Accueil > Enfances volées en Ouganda
Joseph Komakech regarde ailleurs : ses mains qu’il triture, ses pieds nus dans la poussière ocre, les poules qui déambulent. Parfois, son regard tente de fuir vers le ciel blanchâtre filtré par les feuilles d’un manguier. Tout, plutôt que croiser le regard de l’interlocuteur. L’adolescent dit qu’il a 16 ans, il en paraît beaucoup moins. D’une voix douce, il débite une histoire saturée d’atrocités. Sa vie à lui a commencé à l’envers. On l’a enlevé à l’âge de 8 ans et transformé en soldat. Aujourd’hui libéré, il dit vouloir aller à l’école, retrouver l’enfance qu’on lui a dérobée.
Le cauchemar commence en février 1998. Un matin, au retour d’un bain dans la rivière, des hommes en armes l’attendent à la maison. "Pour les empêcher de m’emmener, ma mère a prétendu que j’étais malade mental, se souvient-il. Ils ont répondu que si c’était vrai, ils s’en apercevraient et me tueraient. Il y avait d’autres enfants. Ils nous ont obligés à marcher pendant des jours et des nuits vers le Soudan. Certains tombaient parce qu’ils n’arrivaient pas à suivre. Les commandants nous ordonnaient de les piétiner jusqu’à ce qu’ils meurent. On a compris ce qui nous attendait si nous tentions de fuir."
Au bout de deux mois, on équipe le petit Joseph d’un fusil et il participe à son premier combat contre des Dinkas du sud du Soudan (alliés au régime ougandais). D’une voix encore enfantine, Joseph raconte qu’il a vu de nombreux cadavres mais qu’il n’a lui-même "jamais tué". Il montre des cicatrices provoquées, selon lui, par des éclats d’obus. Il parle des séances de bastonnade, évoque les séances collectives de prière. Décrit enfin sa capture finale, en février 2006, par trois soldats des Forces de défense populaires ougandaises (UPDF), l’armée régulière, qui, à sa grande surprise, ne l’ont pas tué.

Lignes fournies »
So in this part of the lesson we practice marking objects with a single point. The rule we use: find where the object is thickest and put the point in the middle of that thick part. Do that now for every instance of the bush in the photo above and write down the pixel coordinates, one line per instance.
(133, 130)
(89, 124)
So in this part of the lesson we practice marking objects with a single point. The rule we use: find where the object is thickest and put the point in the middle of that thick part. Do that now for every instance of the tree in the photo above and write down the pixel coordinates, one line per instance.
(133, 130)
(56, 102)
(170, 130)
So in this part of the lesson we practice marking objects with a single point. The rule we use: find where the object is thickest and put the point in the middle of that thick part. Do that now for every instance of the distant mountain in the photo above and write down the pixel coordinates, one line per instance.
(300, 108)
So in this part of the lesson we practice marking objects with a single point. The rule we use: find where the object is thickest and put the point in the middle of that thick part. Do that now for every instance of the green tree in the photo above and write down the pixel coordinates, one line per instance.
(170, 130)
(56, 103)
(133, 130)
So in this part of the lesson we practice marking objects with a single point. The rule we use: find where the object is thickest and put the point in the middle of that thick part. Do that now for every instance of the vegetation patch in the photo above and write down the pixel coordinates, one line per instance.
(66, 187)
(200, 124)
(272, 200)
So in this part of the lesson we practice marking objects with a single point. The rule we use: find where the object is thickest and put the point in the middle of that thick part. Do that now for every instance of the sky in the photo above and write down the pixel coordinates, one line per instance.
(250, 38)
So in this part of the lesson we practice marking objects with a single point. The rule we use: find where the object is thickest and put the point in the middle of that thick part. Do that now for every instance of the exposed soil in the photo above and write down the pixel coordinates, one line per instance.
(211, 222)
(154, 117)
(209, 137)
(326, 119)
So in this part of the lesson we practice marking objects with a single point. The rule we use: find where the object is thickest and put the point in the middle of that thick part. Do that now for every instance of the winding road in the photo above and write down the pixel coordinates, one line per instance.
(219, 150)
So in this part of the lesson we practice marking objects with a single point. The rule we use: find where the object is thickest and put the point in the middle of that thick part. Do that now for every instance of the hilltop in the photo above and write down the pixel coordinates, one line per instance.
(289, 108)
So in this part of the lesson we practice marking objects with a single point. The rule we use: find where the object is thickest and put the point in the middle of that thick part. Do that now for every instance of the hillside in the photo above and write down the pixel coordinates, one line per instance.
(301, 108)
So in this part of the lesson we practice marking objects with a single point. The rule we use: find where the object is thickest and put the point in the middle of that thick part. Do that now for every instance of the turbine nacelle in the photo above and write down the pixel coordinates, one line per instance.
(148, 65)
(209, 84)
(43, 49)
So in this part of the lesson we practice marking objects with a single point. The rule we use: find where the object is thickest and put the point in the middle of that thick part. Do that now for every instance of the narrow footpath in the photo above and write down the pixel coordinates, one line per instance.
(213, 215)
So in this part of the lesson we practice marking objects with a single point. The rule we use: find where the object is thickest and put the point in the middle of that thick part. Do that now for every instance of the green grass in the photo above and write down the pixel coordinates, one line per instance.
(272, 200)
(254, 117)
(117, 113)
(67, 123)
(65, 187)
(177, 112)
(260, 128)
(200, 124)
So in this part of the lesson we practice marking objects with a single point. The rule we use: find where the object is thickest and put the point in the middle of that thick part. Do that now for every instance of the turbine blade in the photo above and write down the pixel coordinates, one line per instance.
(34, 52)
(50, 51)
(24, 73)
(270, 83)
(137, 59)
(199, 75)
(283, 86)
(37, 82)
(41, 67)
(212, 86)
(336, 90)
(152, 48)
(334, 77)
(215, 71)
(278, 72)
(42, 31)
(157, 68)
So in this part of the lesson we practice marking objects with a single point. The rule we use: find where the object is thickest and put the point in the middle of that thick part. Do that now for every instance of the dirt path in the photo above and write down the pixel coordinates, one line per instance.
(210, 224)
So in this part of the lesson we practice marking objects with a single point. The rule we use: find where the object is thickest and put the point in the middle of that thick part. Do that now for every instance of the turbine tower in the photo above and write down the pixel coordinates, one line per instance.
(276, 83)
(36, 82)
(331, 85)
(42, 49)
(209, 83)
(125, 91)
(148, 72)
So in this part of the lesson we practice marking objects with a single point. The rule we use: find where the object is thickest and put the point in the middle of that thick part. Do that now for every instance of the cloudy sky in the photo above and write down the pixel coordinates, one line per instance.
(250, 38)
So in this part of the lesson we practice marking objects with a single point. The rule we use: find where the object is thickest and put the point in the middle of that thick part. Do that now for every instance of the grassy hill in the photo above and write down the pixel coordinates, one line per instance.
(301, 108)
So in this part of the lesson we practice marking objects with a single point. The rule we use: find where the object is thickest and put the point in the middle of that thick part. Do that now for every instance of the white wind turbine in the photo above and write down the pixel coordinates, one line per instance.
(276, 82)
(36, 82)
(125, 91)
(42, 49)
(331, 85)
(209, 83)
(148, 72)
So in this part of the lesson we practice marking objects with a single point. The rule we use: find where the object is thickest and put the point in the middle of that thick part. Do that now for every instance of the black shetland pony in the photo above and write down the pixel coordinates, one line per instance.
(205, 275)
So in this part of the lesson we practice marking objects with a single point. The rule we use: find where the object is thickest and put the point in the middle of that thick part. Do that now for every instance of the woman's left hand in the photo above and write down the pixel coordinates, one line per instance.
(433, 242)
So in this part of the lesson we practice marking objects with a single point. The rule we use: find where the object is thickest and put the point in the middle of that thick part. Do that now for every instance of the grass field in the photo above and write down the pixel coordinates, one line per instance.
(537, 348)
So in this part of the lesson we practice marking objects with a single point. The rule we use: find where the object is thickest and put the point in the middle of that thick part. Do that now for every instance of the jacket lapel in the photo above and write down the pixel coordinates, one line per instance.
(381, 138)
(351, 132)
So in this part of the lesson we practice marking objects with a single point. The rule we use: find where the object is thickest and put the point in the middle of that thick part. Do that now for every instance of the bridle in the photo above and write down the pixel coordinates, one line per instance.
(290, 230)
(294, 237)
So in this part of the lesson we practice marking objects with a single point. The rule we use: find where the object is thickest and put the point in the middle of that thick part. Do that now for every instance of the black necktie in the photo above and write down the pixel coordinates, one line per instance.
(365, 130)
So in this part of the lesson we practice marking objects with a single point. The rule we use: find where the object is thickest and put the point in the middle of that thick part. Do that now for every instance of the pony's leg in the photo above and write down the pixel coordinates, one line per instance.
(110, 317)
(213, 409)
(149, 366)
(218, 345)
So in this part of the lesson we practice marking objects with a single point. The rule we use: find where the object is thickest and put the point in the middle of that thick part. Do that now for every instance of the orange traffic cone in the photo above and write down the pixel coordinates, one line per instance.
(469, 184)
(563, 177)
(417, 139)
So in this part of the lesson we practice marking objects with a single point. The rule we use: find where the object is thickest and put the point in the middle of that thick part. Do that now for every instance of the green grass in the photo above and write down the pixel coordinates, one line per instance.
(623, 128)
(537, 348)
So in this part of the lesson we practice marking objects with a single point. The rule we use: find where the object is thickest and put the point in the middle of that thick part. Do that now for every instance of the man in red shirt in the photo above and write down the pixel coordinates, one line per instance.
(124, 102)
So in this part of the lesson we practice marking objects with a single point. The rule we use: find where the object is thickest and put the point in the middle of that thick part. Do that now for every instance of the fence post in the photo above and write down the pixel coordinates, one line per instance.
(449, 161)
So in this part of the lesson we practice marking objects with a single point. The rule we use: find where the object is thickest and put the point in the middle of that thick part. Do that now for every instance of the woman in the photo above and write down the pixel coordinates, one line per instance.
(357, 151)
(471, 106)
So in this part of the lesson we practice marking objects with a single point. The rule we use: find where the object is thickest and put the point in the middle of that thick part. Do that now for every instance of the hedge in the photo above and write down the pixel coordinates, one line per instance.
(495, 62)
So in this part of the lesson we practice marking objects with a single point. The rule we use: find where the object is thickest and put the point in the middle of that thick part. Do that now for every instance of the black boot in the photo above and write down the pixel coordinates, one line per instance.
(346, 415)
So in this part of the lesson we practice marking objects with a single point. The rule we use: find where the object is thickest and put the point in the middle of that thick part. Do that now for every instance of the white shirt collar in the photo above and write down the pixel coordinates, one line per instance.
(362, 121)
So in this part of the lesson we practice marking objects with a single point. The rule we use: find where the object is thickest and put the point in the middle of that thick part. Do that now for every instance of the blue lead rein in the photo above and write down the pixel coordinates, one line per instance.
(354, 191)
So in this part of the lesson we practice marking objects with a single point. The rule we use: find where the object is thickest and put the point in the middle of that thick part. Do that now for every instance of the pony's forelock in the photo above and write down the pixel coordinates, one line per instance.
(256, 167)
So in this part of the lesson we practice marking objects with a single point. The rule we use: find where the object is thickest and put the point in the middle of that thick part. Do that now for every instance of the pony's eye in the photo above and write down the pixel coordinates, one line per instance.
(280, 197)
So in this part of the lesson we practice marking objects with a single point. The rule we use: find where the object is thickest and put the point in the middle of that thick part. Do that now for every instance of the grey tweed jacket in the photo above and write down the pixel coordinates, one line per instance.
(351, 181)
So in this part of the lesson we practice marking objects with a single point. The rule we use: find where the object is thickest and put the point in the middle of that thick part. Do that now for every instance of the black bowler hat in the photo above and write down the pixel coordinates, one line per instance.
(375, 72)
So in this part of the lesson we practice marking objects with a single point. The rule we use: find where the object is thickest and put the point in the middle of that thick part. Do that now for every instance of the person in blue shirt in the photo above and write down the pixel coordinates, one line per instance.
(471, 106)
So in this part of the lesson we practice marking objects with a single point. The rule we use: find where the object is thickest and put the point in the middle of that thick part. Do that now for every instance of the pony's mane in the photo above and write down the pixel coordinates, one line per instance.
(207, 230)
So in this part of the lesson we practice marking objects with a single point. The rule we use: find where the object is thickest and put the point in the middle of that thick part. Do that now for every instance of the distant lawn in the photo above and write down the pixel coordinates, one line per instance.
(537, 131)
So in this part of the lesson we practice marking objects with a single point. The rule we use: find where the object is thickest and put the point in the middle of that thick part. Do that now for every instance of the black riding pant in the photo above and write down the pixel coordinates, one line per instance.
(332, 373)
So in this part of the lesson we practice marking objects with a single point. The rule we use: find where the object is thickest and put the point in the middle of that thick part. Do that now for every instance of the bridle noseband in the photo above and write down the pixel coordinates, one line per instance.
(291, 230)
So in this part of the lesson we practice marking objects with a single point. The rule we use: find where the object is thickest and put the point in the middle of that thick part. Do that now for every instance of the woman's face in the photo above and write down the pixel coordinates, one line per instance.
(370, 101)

Liste des tâches »
1. Répondez aux questions suivantes sur l'article sur les enfances volées en Ouganda.
(a) À quel âge Joseph Komakech a-t-il été enlevé ?
(b) Contre qui Joseph a-t-il livré son premier combat ?
(c) En quel mois et quelle année Joseph a-t-il été capturé par des soldats de l'UPDF ?
2. Prolongez l'article sur les enfances volées en Ouganda à partir de sa dernière phrase.
Les lignes n'ont aucun rapport avec l'article sur les enfances volées en Ouganda.

Liste des réponses »
1.
(a) À l'âge de 8 ans.
(b) Contre des Dinkas du sud du Soudan, alliés au régime ougandais.
(c) En février 2006.

2.
Aujourd’hui pris en charge à Gulu par le centre de réhabilitation de l’ONG chrétienne américaine World Vision, Joseph émerge de huit années passées dans la brousse à faire le coup de feu contre les forces gouvernementales ougandaises et à servir de portefaix aux rebelles de l’Armée de résistance du Seigneur. Cette LRA dont le chef, Joseph Kony, auquel la rumeur attribue 46 femmes et une centaine d’enfants, dit tenir ses ordres de Dieu et prétend instaurer "le règne des Dix Commandements" dans le pays.
Oubliée au coeur de l’Afrique de l’Est, sa guerre contre le régime de Kampala a fait 100 000 morts en près de vingt ans et enlevé 30 000 enfants à leurs familles, transformant les garçons en soldats et porteurs et les filles en esclaves sexuelles des chefs de la rébellion. Ce conflit, enjeu essentiel de l’élection présidentielle ougandaise prévue jeudi 23 février, a contraint 1,6 million de personnes à abandonner leur village pour d’immenses camps de regroupement, où elles vivent partagées entre la terreur des enlèvements par la LRA et les exactions commises par l’armée régulière, censée les protéger.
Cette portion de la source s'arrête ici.